Quoted passage:
Charity flatters the giver while leaving the receiver still begging.

I believe in something greater: empowerment.

Not to give a fish, but to give the fishing stick.

On Adversity & Innovation

The problem with innovation is that it’s detractive. It uplifts millions — but at the expense of the few who profit from keeping things broken.

When your idea makes life better, faster, or cheaper for millions of ordinary people — it makes life harder for those who built their fortunes on limitation.

Every innovator, every entrepreneur, every disruptor must be prepared for this truth: doing good for millions often means doing bad to the powerful. And they will fight back.

They will protect their corruption, their cash cow, their advantage — with everything they have.

But here’s the secret: it’s easy to defeat them — not by force, but by using their own power against them; by letting them dig the very hole they planned for you.

In my early days, I met a few of them. People who tried to harm me, block me, stop me. Some out of jealousy. Others out of fear — afraid of the free and better tools I was building for the public.

But they lost everything and vanished, as if there’s an unseen justice — an angel up there making sure that whoever harms with greed pays the price.

Since then, I’ve learned to stay away from bad people and connect only with good ones. And there are far more good people in this world than we realize — we just don’t hear about them, because part of being good is staying away from the spotlight, from control, judgment, and show-off.

Good people simply mind their own business — and quietly, they keep the world running.

(That’s the problem with democracy — but that’s a subject for another day.)

The School of Life

I started working at fifteen — washing dishes, cleaning stairways, playing piano for ballet students, selling flowers and fruit at junctions, and delivering newspapers at dawn — all just to buy my first computer. It cost more than a car, and nobody believed a kid should have one.

I eventually retired at thirty-six — and that was decades ago. Since then, I’ve dedicated my time not only to building new things but to sharing them. Everything I created, I shared — and in most cases, it worked better than I could have imagined.

And the funny thing is: since I started sharing instead of chasing, my wealth grew faster than ever. The more I gave, the more I received — just like that. That’s when I finally understood the timeless truth: “No one ever became poor by giving.”

When Enough Becomes Too Much

When I was poor — and even later, when I had some “show-off” money — I never shared what I earned with anyone. I worked hard for it. It was mine alone.

But when I finally reached the point where I had more than I — and my children, and their children — could ever spend, I began to ask myself an honest question: When does enough become too much?

Written instruction A: Copy the rows exactly as they stand, from the line containing "trace the outline of every instance of the flower" through the last line of the rows, with both of those lines included.

Source data:
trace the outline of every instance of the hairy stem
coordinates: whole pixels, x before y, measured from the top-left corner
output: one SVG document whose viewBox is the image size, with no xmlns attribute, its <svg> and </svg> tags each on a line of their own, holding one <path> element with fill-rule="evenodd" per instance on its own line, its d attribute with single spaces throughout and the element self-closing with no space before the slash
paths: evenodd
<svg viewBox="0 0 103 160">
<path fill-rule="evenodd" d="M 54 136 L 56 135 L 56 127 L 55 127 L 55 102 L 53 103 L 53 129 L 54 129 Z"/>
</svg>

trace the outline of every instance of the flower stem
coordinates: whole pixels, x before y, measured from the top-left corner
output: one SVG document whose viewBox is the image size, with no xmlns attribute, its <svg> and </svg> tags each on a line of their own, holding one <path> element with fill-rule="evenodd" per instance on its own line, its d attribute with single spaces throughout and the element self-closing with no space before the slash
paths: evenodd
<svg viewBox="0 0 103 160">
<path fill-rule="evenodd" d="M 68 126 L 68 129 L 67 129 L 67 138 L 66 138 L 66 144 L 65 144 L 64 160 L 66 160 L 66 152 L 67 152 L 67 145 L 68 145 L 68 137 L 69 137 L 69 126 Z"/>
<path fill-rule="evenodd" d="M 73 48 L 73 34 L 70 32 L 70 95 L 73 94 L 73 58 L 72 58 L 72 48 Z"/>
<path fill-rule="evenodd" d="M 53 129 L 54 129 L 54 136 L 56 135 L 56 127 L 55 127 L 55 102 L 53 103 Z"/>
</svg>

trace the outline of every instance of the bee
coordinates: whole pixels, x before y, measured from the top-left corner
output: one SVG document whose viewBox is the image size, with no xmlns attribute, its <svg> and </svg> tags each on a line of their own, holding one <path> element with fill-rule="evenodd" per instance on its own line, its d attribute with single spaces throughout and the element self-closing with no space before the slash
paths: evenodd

Written instruction B: In the essay, at what age does the writer say they retired?

Exercise response A:
trace the outline of every instance of the flower stem
coordinates: whole pixels, x before y, measured from the top-left corner
output: one SVG document whose viewBox is the image size, with no xmlns attribute, its <svg> and </svg> tags each on a line of their own, holding one <path> element with fill-rule="evenodd" per instance on its own line, its d attribute with single spaces throughout and the element self-closing with no space before the slash
paths: evenodd
<svg viewBox="0 0 103 160">
<path fill-rule="evenodd" d="M 68 126 L 68 129 L 67 129 L 67 138 L 66 138 L 66 144 L 65 144 L 64 160 L 66 160 L 66 152 L 67 152 L 67 145 L 68 145 L 68 137 L 69 137 L 69 126 Z"/>
<path fill-rule="evenodd" d="M 73 48 L 73 34 L 70 32 L 70 95 L 73 94 L 73 58 L 72 58 L 72 48 Z"/>
<path fill-rule="evenodd" d="M 53 129 L 54 129 L 54 136 L 56 135 L 56 127 L 55 127 L 55 102 L 53 103 Z"/>
</svg>

trace the outline of every instance of the bee
coordinates: whole pixels, x before y, measured from the top-left corner
output: one SVG document whose viewBox is the image size, with no xmlns attribute, its <svg> and </svg> tags each on a line of their own, holding one <path> element with fill-rule="evenodd" per instance on its own line, its d attribute with single spaces throughout and the element self-closing with no space before the slash
paths: evenodd

Exercise response B: At thirty-six.